↓↓↓

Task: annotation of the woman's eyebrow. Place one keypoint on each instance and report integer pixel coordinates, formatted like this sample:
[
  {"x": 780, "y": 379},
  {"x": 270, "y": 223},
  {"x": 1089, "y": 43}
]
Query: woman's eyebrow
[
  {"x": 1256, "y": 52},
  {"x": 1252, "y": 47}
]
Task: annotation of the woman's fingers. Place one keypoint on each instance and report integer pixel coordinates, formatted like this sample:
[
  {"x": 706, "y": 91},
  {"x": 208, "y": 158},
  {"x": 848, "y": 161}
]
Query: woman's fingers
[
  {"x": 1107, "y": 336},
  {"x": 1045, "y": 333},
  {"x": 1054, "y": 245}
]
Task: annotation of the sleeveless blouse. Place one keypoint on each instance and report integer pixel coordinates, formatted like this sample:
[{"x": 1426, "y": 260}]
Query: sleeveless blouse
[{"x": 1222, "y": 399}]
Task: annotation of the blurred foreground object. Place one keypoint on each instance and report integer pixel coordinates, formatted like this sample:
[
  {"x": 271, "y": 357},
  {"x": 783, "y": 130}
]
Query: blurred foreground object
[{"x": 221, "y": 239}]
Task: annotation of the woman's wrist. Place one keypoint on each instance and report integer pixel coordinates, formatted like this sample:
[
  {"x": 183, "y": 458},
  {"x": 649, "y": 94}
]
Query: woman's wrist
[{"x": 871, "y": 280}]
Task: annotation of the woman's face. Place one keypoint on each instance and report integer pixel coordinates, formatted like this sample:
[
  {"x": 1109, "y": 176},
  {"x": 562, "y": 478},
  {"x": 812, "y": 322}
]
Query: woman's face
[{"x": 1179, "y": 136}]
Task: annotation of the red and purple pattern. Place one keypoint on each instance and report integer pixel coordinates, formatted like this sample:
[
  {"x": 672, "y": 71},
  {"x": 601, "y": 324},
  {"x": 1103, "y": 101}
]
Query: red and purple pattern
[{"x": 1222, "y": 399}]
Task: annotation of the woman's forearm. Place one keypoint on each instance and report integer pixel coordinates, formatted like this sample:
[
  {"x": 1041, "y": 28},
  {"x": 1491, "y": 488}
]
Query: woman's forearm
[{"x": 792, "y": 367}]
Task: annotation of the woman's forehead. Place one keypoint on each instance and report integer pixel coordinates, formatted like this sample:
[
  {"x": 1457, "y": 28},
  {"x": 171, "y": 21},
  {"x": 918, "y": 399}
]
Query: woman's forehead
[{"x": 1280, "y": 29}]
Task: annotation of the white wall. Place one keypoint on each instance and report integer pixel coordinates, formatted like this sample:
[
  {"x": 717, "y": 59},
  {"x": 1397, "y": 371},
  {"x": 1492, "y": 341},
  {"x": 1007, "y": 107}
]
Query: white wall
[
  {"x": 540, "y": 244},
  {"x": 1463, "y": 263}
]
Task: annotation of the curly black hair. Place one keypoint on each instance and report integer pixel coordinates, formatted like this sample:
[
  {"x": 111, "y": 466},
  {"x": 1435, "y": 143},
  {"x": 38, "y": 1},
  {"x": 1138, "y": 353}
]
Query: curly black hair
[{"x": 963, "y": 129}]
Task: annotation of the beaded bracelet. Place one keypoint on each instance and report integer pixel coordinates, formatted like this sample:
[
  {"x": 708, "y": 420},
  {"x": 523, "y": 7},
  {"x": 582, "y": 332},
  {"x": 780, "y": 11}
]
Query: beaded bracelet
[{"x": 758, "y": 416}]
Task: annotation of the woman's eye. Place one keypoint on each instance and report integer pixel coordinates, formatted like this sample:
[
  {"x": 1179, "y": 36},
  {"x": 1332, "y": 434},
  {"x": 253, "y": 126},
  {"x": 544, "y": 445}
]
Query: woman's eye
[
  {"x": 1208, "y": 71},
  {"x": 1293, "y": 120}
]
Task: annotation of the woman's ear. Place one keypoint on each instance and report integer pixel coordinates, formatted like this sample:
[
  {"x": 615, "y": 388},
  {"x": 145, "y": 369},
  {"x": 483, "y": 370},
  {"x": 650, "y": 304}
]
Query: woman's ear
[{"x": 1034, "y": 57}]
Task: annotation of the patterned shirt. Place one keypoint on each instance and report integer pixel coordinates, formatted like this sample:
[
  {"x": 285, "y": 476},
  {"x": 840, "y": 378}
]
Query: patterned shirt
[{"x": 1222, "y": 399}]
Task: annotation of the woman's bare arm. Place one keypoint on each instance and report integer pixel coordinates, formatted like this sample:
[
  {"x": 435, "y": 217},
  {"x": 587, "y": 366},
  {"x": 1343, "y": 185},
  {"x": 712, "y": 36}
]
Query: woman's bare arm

↑↑↑

▶ EXERCISE DETAILS
Render all of the entries above as a JSON array of strings, one string per line, leaving out any blank lines.

▶ SOLUTION TO THE PROBLEM
[
  "Task: annotation of the woman's eyebrow. Place one keypoint on each instance and report integer pixel coordinates, formatted like this sample:",
  "[",
  "  {\"x\": 780, \"y\": 379},",
  "  {\"x\": 270, \"y\": 223},",
  "  {\"x\": 1089, \"y\": 43}",
  "]",
  "Query: woman's eyebrow",
  "[",
  "  {\"x\": 1256, \"y\": 52},",
  "  {\"x\": 1252, \"y\": 47}",
  "]",
  "Task: annotation of the woman's fingers. Place one keypoint on each instance and report integer pixel coordinates, formatted like this sample:",
  "[",
  "  {\"x\": 706, \"y\": 91},",
  "  {\"x\": 208, \"y\": 158},",
  "  {\"x\": 848, \"y\": 161}",
  "]",
  "Query: woman's fingers",
  "[",
  "  {\"x\": 1107, \"y\": 336},",
  "  {\"x\": 1045, \"y\": 333},",
  "  {\"x\": 1054, \"y\": 245}",
  "]",
  "Task: annotation of the sleeveless blouse. Place one keypoint on each instance and report integer pixel coordinates, formatted like this sample:",
  "[{\"x\": 1426, \"y\": 260}]",
  "Query: sleeveless blouse",
  "[{\"x\": 1222, \"y\": 399}]",
  "Task: annotation of the blurred foreground object. Place one keypoint on each instance and report integer pixel coordinates, formatted like this sample:",
  "[",
  "  {\"x\": 271, \"y\": 357},",
  "  {\"x\": 783, \"y\": 130}",
  "]",
  "Query: blurred foreground object",
  "[{\"x\": 221, \"y\": 239}]",
  "Task: annotation of the woman's wrist. Place one keypoint on each instance and report integer pixel coordinates, formatted like this sample:",
  "[",
  "  {\"x\": 183, \"y\": 458},",
  "  {\"x\": 649, \"y\": 94}",
  "]",
  "Query: woman's wrist",
  "[{\"x\": 871, \"y\": 280}]",
  "Task: annotation of the woman's face. Place one keypoint on each instance and report integer pixel coordinates, formatted like this sample:",
  "[",
  "  {\"x\": 1109, \"y\": 176},",
  "  {\"x\": 562, \"y\": 478},",
  "  {\"x\": 812, \"y\": 322}",
  "]",
  "Query: woman's face",
  "[{\"x\": 1179, \"y\": 136}]",
  "Task: annotation of the red and purple pattern. Place one keypoint on each instance and report integer pixel coordinates, formatted like this sample:",
  "[",
  "  {\"x\": 672, \"y\": 71},",
  "  {\"x\": 601, \"y\": 324},",
  "  {\"x\": 1103, \"y\": 101}",
  "]",
  "Query: red and purple pattern",
  "[{\"x\": 1222, \"y\": 399}]",
  "Task: annotation of the woman's forearm. Place one keypoint on each instance and report integer pixel coordinates, formatted like this sample:",
  "[",
  "  {\"x\": 1041, \"y\": 28},",
  "  {\"x\": 1491, \"y\": 488}",
  "]",
  "Query: woman's forearm",
  "[{\"x\": 792, \"y\": 367}]",
  "Task: annotation of the woman's forehead. Place one keypoint on each instance and report integer pixel coordinates, formatted like this sample:",
  "[",
  "  {\"x\": 1457, \"y\": 28},",
  "  {\"x\": 171, \"y\": 21},",
  "  {\"x\": 918, \"y\": 399}",
  "]",
  "Query: woman's forehead",
  "[{\"x\": 1280, \"y\": 29}]",
  "Task: annotation of the white wall. Place one keypoint on each instance and report integer pixel coordinates, formatted like this sample:",
  "[",
  "  {\"x\": 717, \"y\": 59},",
  "  {\"x\": 1397, \"y\": 371},",
  "  {\"x\": 1492, \"y\": 341},",
  "  {\"x\": 1007, \"y\": 107}",
  "]",
  "Query: white wall",
  "[",
  "  {\"x\": 540, \"y\": 244},",
  "  {\"x\": 1463, \"y\": 263}",
  "]",
  "Task: annotation of the curly black hair. Place one keypoint on each instance and report integer pixel coordinates, formatted like this sample:",
  "[",
  "  {\"x\": 111, \"y\": 466},",
  "  {\"x\": 1435, \"y\": 143},",
  "  {\"x\": 38, \"y\": 1},",
  "  {\"x\": 1138, \"y\": 353}",
  "]",
  "Query: curly black hair",
  "[{\"x\": 963, \"y\": 129}]",
  "Task: annotation of the beaded bracelet. Place one keypoint on each instance and report integer pixel coordinates, formatted like this sample:",
  "[",
  "  {\"x\": 708, \"y\": 420},",
  "  {\"x\": 523, \"y\": 7},",
  "  {\"x\": 582, \"y\": 332},",
  "  {\"x\": 780, \"y\": 11}",
  "]",
  "Query: beaded bracelet",
  "[{\"x\": 758, \"y\": 416}]",
  "Task: annotation of the woman's eye. Place one keypoint on each instance and report integer pixel coordinates, formatted like this sample:",
  "[",
  "  {\"x\": 1179, \"y\": 36},",
  "  {\"x\": 1332, \"y\": 434},",
  "  {\"x\": 253, \"y\": 126},",
  "  {\"x\": 544, \"y\": 445}",
  "]",
  "Query: woman's eye",
  "[",
  "  {\"x\": 1208, \"y\": 71},",
  "  {\"x\": 1293, \"y\": 120}",
  "]",
  "Task: annotation of the woman's ear. Place one keypoint on each instance and report integer pixel coordinates, formatted like this sample:",
  "[",
  "  {\"x\": 615, \"y\": 388},",
  "  {\"x\": 145, \"y\": 369},",
  "  {\"x\": 483, \"y\": 370},",
  "  {\"x\": 650, \"y\": 304}",
  "]",
  "Query: woman's ear",
  "[{\"x\": 1034, \"y\": 57}]",
  "Task: annotation of the patterned shirt. Place one keypoint on each instance and report integer pixel coordinates, formatted like this sample:",
  "[",
  "  {\"x\": 285, \"y\": 476},",
  "  {\"x\": 840, \"y\": 378}",
  "]",
  "Query: patterned shirt",
  "[{\"x\": 1222, \"y\": 399}]",
  "Task: annotation of the woman's bare arm. Place one keypoint on each instance and report integer pixel coordinates, formatted like this sample:",
  "[",
  "  {\"x\": 435, \"y\": 217},",
  "  {\"x\": 587, \"y\": 366},",
  "  {\"x\": 1343, \"y\": 185},",
  "  {\"x\": 712, \"y\": 36}",
  "]",
  "Query: woman's bare arm"
]